* **Text segment**
■ ■ ■ ■ ■
LISA: It's a weird thing, most of the people I've spoken to are adult women like us in our thirties! I've had a couple of really nice reviews. So, the Squishy Minnie bookstore had I think his name was Fergus, he was 16 years old and I loved his review. It was so thoughtful, and just to actually have people who of that age reading it and saying that they enjoyed parts of it, it made them think, was really great.

ASTRID: Yeah. That's something for me to contemplate more.

LISA: I don't really know to be honest. Because yeah, I've had people call me, like I said, I've had people call me and say, ‘Oh, I gave it to my 16-year-old. I gave it to my 17-year-old. They loved it’. I've had so many teachers and librarians get in touch with me and they're excited, but the students don't really sit there and say much in those talks books and yeah. I'd love more feedback. I'd love to know what they think.

ASTRID: So how long did it take you to write?

LISA: It was part of my Masters. The whole process was really long because I had to go home and sit down with my aunties, do the whole permissions and protocols. And I think I started it back in 2014 or 2013, somewhere in there.

ASTRID: Okay. I'm going on a limb, that's six or seven years, which is not short Lisa, but also it is certainly not really long for a debut novel either. So, there is always that.
■ ■ ■ ■ ■
* **Given exercise 1**
Tally the lines of the listing that contain the string "background", where case counts, and reply with only the number.

* **Supplied material**
■ ■ ■ ■ ■
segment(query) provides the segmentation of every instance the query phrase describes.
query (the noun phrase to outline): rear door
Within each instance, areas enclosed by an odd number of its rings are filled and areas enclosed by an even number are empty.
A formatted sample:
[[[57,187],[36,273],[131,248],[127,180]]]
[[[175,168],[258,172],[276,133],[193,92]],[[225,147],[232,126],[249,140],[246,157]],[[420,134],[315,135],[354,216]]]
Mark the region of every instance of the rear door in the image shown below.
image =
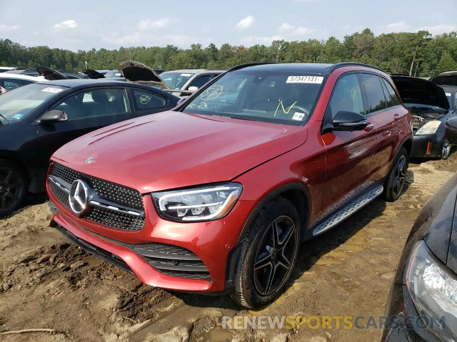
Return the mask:
[[[337,81],[324,120],[331,120],[340,110],[366,113],[356,73],[343,74]],[[368,119],[365,130],[334,131],[322,136],[327,149],[327,172],[321,218],[360,195],[370,185],[376,137],[371,119]]]
[[[405,135],[408,110],[401,104],[390,83],[378,75],[360,74],[368,105],[368,115],[374,125],[377,145],[372,179],[379,181],[387,175],[400,143]]]
[[[123,87],[92,88],[74,93],[49,109],[63,111],[68,121],[37,126],[37,148],[47,156],[36,163],[45,174],[49,158],[65,144],[99,128],[138,117]]]

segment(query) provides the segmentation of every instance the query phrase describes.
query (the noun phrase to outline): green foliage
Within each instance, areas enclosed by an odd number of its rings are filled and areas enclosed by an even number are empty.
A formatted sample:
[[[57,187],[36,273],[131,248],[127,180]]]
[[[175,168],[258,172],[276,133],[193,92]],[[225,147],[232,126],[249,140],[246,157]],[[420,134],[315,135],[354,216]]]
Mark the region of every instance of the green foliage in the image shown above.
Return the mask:
[[[211,43],[204,47],[121,47],[118,50],[92,49],[74,52],[47,46],[27,47],[0,39],[0,65],[54,68],[116,69],[123,60],[138,61],[151,67],[166,70],[185,68],[229,67],[255,62],[280,63],[337,63],[357,62],[380,67],[386,73],[430,76],[444,70],[457,68],[457,33],[432,37],[426,31],[400,32],[375,36],[369,29],[326,41],[273,41],[270,46],[256,44],[249,48]]]

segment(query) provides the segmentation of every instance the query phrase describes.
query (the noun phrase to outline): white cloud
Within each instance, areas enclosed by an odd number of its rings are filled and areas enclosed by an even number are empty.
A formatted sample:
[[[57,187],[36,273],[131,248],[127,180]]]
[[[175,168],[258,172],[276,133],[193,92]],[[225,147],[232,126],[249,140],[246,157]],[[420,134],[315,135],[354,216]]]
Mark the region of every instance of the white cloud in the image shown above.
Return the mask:
[[[409,26],[404,21],[392,23],[387,26],[388,32],[404,32],[410,30]]]
[[[276,31],[278,32],[281,32],[282,33],[285,33],[286,32],[290,32],[295,28],[295,26],[293,25],[291,25],[285,22],[282,25],[280,26],[276,29]]]
[[[441,33],[449,33],[452,31],[457,31],[457,26],[443,24],[436,26],[423,26],[419,27],[416,31],[428,31],[432,35],[439,35]]]
[[[282,37],[280,36],[273,36],[272,37],[250,36],[248,37],[246,37],[241,39],[241,42],[242,44],[248,46],[254,45],[256,44],[263,44],[266,45],[269,45],[273,41],[281,40],[282,39]]]
[[[249,28],[254,25],[254,17],[252,16],[250,16],[239,21],[239,22],[236,24],[236,28],[239,30],[244,30]]]
[[[74,28],[77,27],[78,26],[78,23],[75,21],[74,20],[66,20],[64,21],[61,21],[59,23],[56,24],[53,27],[55,28]]]
[[[4,24],[0,25],[0,32],[13,32],[17,31],[21,28],[19,25],[6,25]]]
[[[435,26],[422,26],[420,27],[414,28],[405,21],[401,21],[399,22],[392,23],[384,26],[381,26],[378,31],[379,33],[417,32],[418,31],[428,31],[432,35],[436,35],[457,31],[457,26],[449,24],[441,24]]]
[[[140,20],[137,25],[139,30],[151,30],[161,29],[168,26],[172,22],[170,18],[162,18],[158,20],[151,20],[151,19],[143,19]]]
[[[314,31],[314,30],[308,27],[304,27],[301,26],[294,30],[291,34],[295,37],[303,37],[307,35],[309,35]]]

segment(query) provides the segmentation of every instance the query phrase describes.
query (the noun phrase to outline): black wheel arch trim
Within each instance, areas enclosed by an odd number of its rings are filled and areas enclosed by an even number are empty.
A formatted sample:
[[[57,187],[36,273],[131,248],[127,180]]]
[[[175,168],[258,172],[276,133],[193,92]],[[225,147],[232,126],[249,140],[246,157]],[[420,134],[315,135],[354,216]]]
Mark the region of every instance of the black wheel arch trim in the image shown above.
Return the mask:
[[[241,242],[243,239],[244,238],[244,236],[247,233],[248,230],[249,229],[249,226],[252,223],[252,222],[254,220],[255,217],[257,216],[259,212],[261,210],[263,206],[265,205],[267,203],[271,201],[273,198],[275,197],[280,195],[282,193],[285,192],[289,190],[299,190],[303,192],[303,195],[305,196],[305,199],[306,201],[306,203],[307,205],[307,208],[305,210],[307,210],[307,212],[309,214],[309,211],[311,209],[311,198],[309,197],[309,193],[308,192],[308,189],[304,185],[300,183],[293,182],[293,183],[289,183],[284,185],[282,185],[279,187],[277,187],[275,190],[273,190],[271,192],[268,193],[266,196],[265,196],[260,201],[257,203],[257,205],[255,206],[254,210],[251,212],[251,213],[250,214],[249,217],[248,218],[248,219],[246,220],[246,222],[244,223],[244,225],[243,227],[243,229],[241,230],[241,233],[239,234],[239,237],[238,238],[238,243],[239,243]],[[300,212],[298,211],[298,214],[300,214]],[[303,231],[305,227],[308,226],[308,221],[309,220],[309,214],[308,217],[305,218],[306,222],[301,222],[302,227],[300,227]]]
[[[238,256],[239,255],[239,248],[241,242],[247,233],[249,227],[252,223],[257,214],[267,203],[271,201],[275,197],[281,195],[282,193],[290,190],[298,190],[300,191],[305,197],[305,200],[306,202],[307,207],[305,208],[307,215],[304,217],[304,222],[301,222],[301,227],[300,229],[302,232],[305,230],[306,227],[309,225],[309,215],[311,210],[311,199],[309,196],[309,193],[306,187],[301,183],[293,182],[289,183],[284,185],[282,185],[276,188],[271,192],[268,193],[255,206],[254,210],[251,212],[248,219],[246,221],[243,226],[241,233],[239,234],[238,238],[238,242],[235,247],[232,248],[228,252],[227,255],[227,263],[225,268],[225,289],[230,289],[233,286],[233,276],[235,273],[235,267],[236,265],[237,261],[238,260]],[[299,215],[300,213],[299,211]],[[301,215],[300,215],[301,218]]]

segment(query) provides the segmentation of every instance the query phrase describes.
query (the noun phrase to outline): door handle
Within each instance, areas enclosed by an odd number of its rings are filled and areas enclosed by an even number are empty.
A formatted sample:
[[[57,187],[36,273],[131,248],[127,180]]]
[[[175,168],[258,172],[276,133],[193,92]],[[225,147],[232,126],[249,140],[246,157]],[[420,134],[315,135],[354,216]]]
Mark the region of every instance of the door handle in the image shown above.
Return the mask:
[[[374,125],[372,124],[368,124],[367,125],[367,127],[363,129],[363,130],[366,132],[370,132],[373,129],[373,127],[374,127]]]

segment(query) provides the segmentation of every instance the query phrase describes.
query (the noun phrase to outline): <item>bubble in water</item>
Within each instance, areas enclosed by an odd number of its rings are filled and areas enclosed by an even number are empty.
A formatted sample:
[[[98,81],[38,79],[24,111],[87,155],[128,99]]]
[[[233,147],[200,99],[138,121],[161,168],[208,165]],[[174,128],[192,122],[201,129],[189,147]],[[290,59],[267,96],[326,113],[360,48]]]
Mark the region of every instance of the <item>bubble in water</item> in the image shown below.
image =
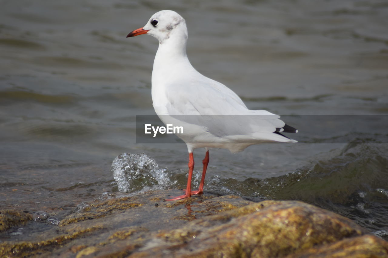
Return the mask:
[[[383,238],[384,237],[388,236],[388,230],[379,230],[373,232],[372,234],[376,236]]]
[[[40,211],[34,213],[32,216],[34,221],[42,221],[44,220],[48,217],[48,213],[45,212]]]
[[[124,153],[112,163],[111,169],[119,191],[132,193],[146,186],[164,184],[168,178],[152,158],[143,153]]]
[[[90,205],[86,201],[83,201],[75,207],[75,210],[78,212],[87,212],[90,210],[91,208]]]

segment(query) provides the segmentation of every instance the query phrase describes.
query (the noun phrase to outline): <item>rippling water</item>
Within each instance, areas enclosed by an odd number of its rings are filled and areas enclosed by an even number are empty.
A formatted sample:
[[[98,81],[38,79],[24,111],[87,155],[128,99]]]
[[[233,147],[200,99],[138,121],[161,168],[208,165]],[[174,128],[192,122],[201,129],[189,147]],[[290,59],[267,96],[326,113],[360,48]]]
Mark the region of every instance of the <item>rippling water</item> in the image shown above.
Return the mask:
[[[158,43],[125,36],[160,10],[186,19],[193,66],[251,109],[388,114],[386,1],[163,3],[2,1],[0,208],[60,217],[116,193],[110,167],[124,152],[146,153],[177,179],[171,187],[184,187],[184,144],[135,143],[135,115],[154,114]],[[381,132],[387,125],[365,132],[368,121],[359,123],[363,140],[357,125],[334,134],[328,126],[317,127],[317,137],[346,141],[319,143],[300,130],[294,138],[308,143],[252,146],[236,155],[211,151],[205,191],[303,200],[386,239],[388,147]],[[197,164],[204,154],[195,152]]]

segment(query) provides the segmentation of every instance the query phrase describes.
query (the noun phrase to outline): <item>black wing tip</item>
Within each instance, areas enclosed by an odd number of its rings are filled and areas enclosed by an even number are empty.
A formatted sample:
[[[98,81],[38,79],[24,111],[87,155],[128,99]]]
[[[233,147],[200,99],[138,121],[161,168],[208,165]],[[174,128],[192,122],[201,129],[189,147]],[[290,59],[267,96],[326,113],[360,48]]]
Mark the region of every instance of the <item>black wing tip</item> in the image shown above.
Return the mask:
[[[296,133],[298,132],[298,129],[294,128],[292,126],[290,126],[288,124],[285,124],[284,126],[282,128],[277,128],[276,132],[290,132],[291,133]]]

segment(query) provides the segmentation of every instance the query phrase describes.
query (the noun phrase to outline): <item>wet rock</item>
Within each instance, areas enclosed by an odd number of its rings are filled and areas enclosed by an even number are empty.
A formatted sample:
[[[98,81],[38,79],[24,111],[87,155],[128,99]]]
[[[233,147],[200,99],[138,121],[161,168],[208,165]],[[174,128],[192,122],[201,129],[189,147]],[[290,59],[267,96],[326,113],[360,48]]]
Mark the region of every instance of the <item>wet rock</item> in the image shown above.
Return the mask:
[[[16,225],[21,226],[32,219],[32,217],[28,213],[13,210],[0,211],[0,232]]]
[[[149,191],[90,202],[44,234],[0,244],[0,256],[388,256],[388,243],[346,218],[301,202],[254,203],[208,194],[164,201],[180,193]]]

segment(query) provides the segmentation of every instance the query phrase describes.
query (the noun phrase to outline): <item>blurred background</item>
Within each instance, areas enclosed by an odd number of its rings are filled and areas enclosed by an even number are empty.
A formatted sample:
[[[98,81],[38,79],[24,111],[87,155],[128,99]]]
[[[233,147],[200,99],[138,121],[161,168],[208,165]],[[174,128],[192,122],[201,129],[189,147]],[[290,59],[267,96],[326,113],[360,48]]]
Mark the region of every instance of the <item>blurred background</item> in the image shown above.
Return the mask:
[[[124,152],[144,153],[166,168],[171,179],[165,187],[185,187],[185,144],[135,143],[135,116],[154,114],[151,79],[158,42],[125,37],[161,10],[186,20],[193,66],[250,109],[388,114],[385,0],[0,3],[0,209],[60,217],[114,195],[111,165]],[[387,134],[375,133],[376,126],[363,132],[367,142],[352,126],[329,134],[343,143],[303,143],[300,129],[293,138],[301,143],[252,146],[236,155],[211,150],[205,193],[300,200],[386,238],[388,146],[380,140]],[[204,154],[194,152],[196,164]]]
■ ■ ■ ■ ■
* **Given exercise 2**
Write out everything in the interview from "ASTRID: Yeah. That's" down to "somewhere in there.", substituting "parents" for "librarians".

* **Full answer 1**
2

* **Full answer 2**
ASTRID: Yeah. That's something for me to contemplate more.

LISA: I don't really know to be honest. Because yeah, I've had people call me, like I said, I've had people call me and say, ‘Oh, I gave it to my 16-year-old. I gave it to my 17-year-old. They loved it’. I've had so many teachers and parents get in touch with me and they're excited, but the students don't really sit there and say much in those talks books and yeah. I'd love more feedback. I'd love to know what they think.

ASTRID: So how long did it take you to write?

LISA: It was part of my Masters. The whole process was really long because I had to go home and sit down with my aunties, do the whole permissions and protocols. And I think I started it back in 2014 or 2013, somewhere in there.